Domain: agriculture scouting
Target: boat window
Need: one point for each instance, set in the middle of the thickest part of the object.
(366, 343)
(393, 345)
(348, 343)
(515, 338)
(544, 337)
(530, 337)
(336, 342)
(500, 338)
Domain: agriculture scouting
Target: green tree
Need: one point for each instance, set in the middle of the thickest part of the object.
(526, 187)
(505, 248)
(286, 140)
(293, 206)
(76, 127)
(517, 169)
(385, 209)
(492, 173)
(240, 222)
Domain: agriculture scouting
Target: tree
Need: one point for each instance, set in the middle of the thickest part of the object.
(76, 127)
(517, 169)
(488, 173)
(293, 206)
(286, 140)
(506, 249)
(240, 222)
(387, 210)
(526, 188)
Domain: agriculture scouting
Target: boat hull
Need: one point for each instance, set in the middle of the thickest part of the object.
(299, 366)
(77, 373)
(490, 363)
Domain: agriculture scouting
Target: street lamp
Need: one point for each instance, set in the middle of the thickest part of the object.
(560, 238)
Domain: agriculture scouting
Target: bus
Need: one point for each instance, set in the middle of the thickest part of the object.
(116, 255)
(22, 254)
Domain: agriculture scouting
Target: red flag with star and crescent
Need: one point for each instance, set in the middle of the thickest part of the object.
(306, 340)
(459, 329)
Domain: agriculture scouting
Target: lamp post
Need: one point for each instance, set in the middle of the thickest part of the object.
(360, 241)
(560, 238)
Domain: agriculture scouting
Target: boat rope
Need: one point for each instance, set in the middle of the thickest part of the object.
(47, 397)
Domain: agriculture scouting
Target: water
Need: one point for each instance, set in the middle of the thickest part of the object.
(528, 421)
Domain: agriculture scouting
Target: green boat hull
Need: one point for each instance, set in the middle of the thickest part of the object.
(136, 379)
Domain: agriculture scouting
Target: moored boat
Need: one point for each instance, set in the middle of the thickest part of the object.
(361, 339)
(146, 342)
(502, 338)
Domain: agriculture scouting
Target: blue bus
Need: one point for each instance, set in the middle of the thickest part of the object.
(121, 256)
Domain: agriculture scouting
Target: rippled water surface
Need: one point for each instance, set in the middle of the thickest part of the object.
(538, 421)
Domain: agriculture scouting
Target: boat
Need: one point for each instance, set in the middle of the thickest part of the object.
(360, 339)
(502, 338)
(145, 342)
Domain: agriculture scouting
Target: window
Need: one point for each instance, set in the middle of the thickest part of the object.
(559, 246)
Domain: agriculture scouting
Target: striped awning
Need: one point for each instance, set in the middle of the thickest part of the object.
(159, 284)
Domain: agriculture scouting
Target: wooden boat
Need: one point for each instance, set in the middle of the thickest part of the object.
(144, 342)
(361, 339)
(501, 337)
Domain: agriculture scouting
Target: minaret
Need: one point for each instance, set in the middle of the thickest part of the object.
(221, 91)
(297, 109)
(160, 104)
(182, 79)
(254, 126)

About this exercise - Only the line containing "Target: striped awning" and the lines after it, through the end of the data, should be copied, exactly as they are.

Expected answer -
Target: striped awning
Need: one point for each instance, set in the middle of the thickest part of the object.
(159, 284)
Domain: agriculture scouting
Target: wooden boat
Need: one point for each instance, set in the middle of the thickest part of the object.
(144, 342)
(361, 339)
(501, 337)
Domain: agriculture scouting
Target: minaret
Need: one point for each instance, set in the middle of the thickest part of the object.
(221, 91)
(297, 109)
(160, 104)
(182, 79)
(254, 126)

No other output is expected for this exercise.